[Stored records]
----

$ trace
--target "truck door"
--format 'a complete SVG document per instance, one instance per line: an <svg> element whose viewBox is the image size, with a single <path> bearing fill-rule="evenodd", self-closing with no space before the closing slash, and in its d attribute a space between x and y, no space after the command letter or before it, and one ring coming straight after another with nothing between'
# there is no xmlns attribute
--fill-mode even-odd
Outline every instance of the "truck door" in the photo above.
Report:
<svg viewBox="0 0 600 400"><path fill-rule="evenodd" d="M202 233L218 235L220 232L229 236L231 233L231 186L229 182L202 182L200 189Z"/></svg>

----

• **WHAT YOU WILL DO**: Repeat every line of the records, exactly as given.

• **EXERCISE RESPONSE**:
$ trace
--target "truck door"
--format 'a complete SVG document per instance, one instance per line: an <svg> element whose viewBox is the image size, with a single <path> bearing fill-rule="evenodd", self-closing with no space before the closing slash, and in its d attribute a space between x and y, no space after the command letter or before it, and one ring coming straight after another with nothing between'
# there is no xmlns attribute
--fill-mode even-odd
Outline every instance of the "truck door" in the photo above.
Report:
<svg viewBox="0 0 600 400"><path fill-rule="evenodd" d="M202 233L218 235L220 232L229 236L231 233L231 186L229 182L202 182L200 189Z"/></svg>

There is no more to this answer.